Render the records below as a numbered list, one line per item, and skip any blank lines. Leave the pictures out of your answer.
>> START Data for this task
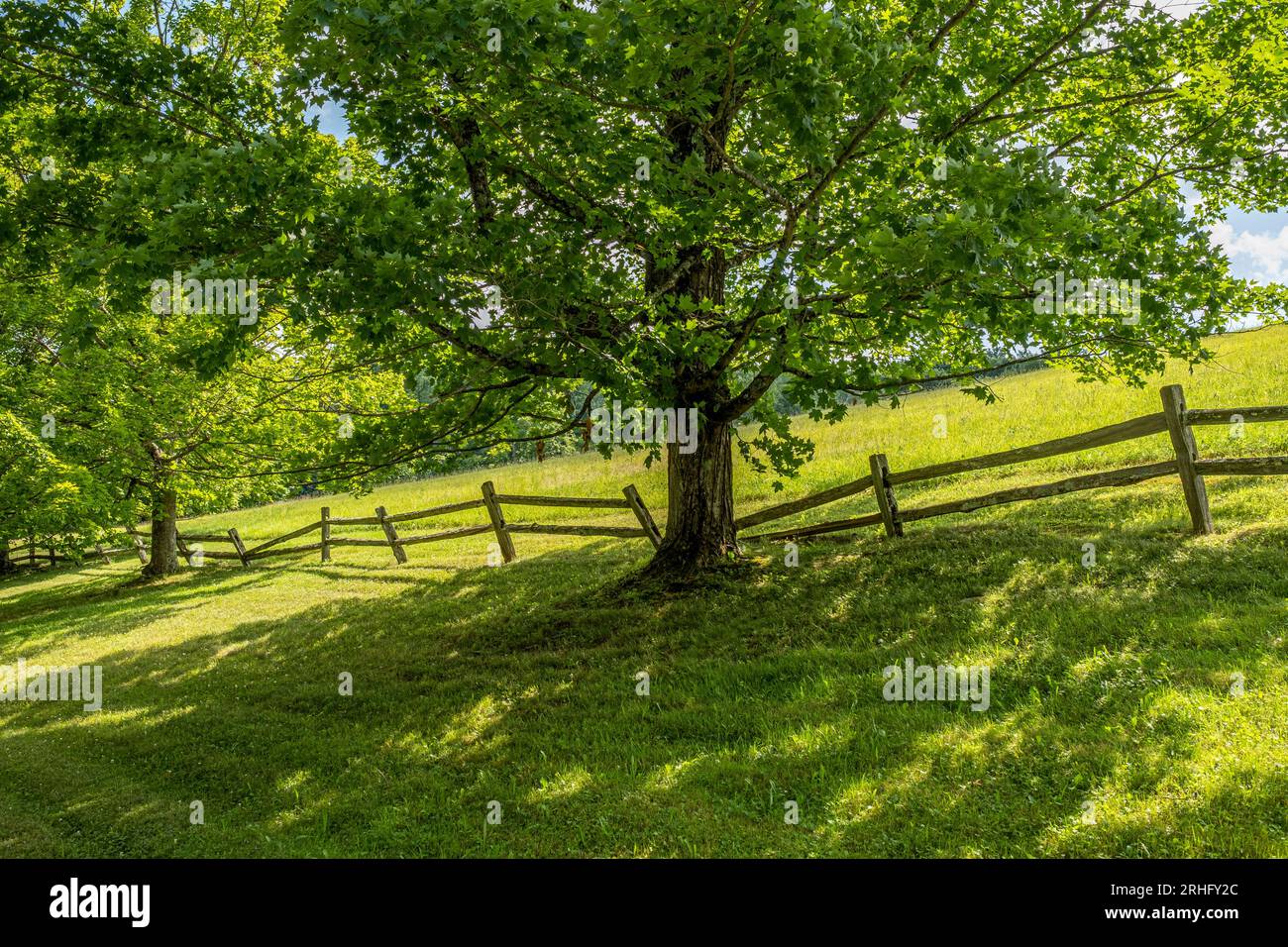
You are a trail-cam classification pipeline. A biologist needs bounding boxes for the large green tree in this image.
[276,0,1288,573]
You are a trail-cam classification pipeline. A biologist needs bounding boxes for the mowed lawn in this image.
[0,327,1288,857]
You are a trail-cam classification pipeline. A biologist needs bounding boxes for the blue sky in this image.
[314,0,1288,292]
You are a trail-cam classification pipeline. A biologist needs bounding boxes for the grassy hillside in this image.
[0,329,1288,857]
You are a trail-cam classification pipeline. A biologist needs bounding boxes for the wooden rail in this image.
[12,385,1288,567]
[15,480,662,575]
[734,385,1288,540]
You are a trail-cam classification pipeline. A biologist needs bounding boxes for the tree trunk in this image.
[143,488,179,579]
[644,424,738,579]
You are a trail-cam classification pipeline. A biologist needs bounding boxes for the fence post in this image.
[868,454,903,536]
[228,528,250,566]
[483,480,514,562]
[376,506,407,566]
[1159,385,1212,535]
[622,483,662,549]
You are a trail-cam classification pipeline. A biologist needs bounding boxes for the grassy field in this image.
[0,327,1288,857]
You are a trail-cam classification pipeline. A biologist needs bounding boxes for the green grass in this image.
[0,329,1288,857]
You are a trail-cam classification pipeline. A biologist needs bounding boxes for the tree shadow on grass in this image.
[0,484,1288,856]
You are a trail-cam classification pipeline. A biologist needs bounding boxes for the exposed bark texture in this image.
[645,424,738,579]
[143,488,179,579]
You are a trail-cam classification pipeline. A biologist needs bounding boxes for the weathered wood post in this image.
[228,528,250,566]
[1159,385,1212,536]
[376,506,407,566]
[868,454,903,536]
[322,506,331,562]
[622,483,662,549]
[483,480,514,562]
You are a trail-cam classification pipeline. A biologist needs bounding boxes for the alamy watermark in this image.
[881,657,991,711]
[0,657,103,710]
[590,401,698,454]
[1033,270,1140,326]
[152,269,259,326]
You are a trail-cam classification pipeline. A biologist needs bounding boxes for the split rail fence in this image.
[734,385,1288,540]
[0,385,1288,575]
[0,480,662,566]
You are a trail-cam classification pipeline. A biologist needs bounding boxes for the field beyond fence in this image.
[0,385,1288,569]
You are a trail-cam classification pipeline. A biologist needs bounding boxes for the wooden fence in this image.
[0,385,1288,575]
[734,385,1288,540]
[0,480,662,566]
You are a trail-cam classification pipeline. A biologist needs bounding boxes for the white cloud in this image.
[1212,220,1288,283]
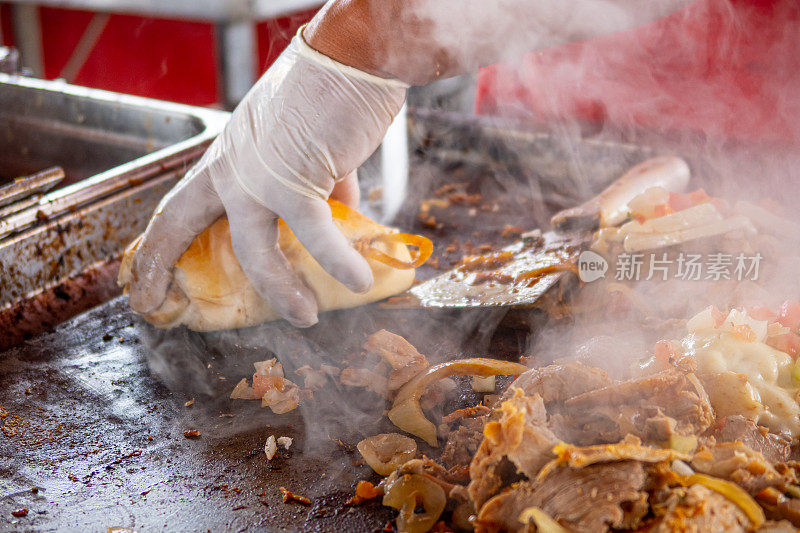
>> END Data for this task
### Answer to the task
1. You are a trail-cam classification pipeline. A biologist needs bounding boxes for the large green tree in this image.
2. [276,0,1288,573]
3. You are a trail-cam classification pipeline. A biologist needs bounding boxes for the mowed lawn in this image.
4. [0,327,1288,857]
5. You are a trail-cam classification pipeline. A biologist needs bounding boxes for the blue sky in this image.
6. [314,0,1288,292]
7. You are a trail-cam classification pipeline. A biologist needs bounding boxes for the grassy hillside in this image.
8. [0,329,1288,857]
9. You are a trail-cam classification pipeline. A biologist needs bounding boxes for the wooden rail in this image.
10. [12,385,1288,567]
11. [15,480,662,575]
12. [734,385,1288,540]
13. You are a trail-cam classification pipeline. A biologist needs bounding boxes for the tree trunk in this image.
14. [143,488,179,579]
15. [644,424,738,579]
16. You are a trail-cam classification pipeline. A biologist needs bounding boxes for the fence post in this image.
17. [868,454,903,536]
18. [228,528,250,566]
19. [483,480,514,562]
20. [376,506,407,566]
21. [1159,385,1212,535]
22. [622,483,662,549]
23. You are a trail-cam classification pipeline. A biologist needs bounding boxes for the grassy field in this image.
24. [0,327,1288,857]
25. You are a trail-cam classification pipeline. A biologist needs bounding boxes for the green grass in this image.
26. [0,329,1288,857]
27. You are a trail-cam classification pipeline. A biologist needs bounding boxes for the tree shadow on grass in this image.
28. [0,484,1288,856]
29. You are a trail-cam classification pipeline. A biologist needs bounding boxes for the exposed bark texture in this image.
30. [645,424,738,579]
31. [143,488,179,579]
32. You are a trail-cam classification pipeline. A biologist needs bounding boxes for the weathered wood post in this image.
33. [228,528,250,566]
34. [1159,385,1212,536]
35. [376,506,407,566]
36. [868,454,903,536]
37. [322,506,331,562]
38. [622,483,662,549]
39. [483,480,514,562]
40. You are a trail-cam classification pipeline. A biologist needs bounding boxes for the alamy watermark in this image.
41. [881,657,991,711]
42. [0,657,103,710]
43. [590,401,698,454]
44. [1033,270,1140,326]
45. [152,269,259,326]
46. You are a trail-cam classification pipeline. A biologist needs bounding boxes for the split rail fence in this image.
47. [734,385,1288,540]
48. [0,385,1288,575]
49. [0,480,662,566]
50. You are a trail-cam classification pipeline. A biologist needs bounding boxes for the field beyond fence in this image.
51. [0,385,1288,569]
52. You are a trail-cam classification pipeline. A biologist needs bounding boxes for the wooden fence in this image.
53. [0,385,1288,575]
54. [734,385,1288,540]
55. [0,480,662,566]
56. You are a trail-cam classification pipeline. A biologist needs bounding boxes for the white cloud in this image.
57. [1212,220,1288,283]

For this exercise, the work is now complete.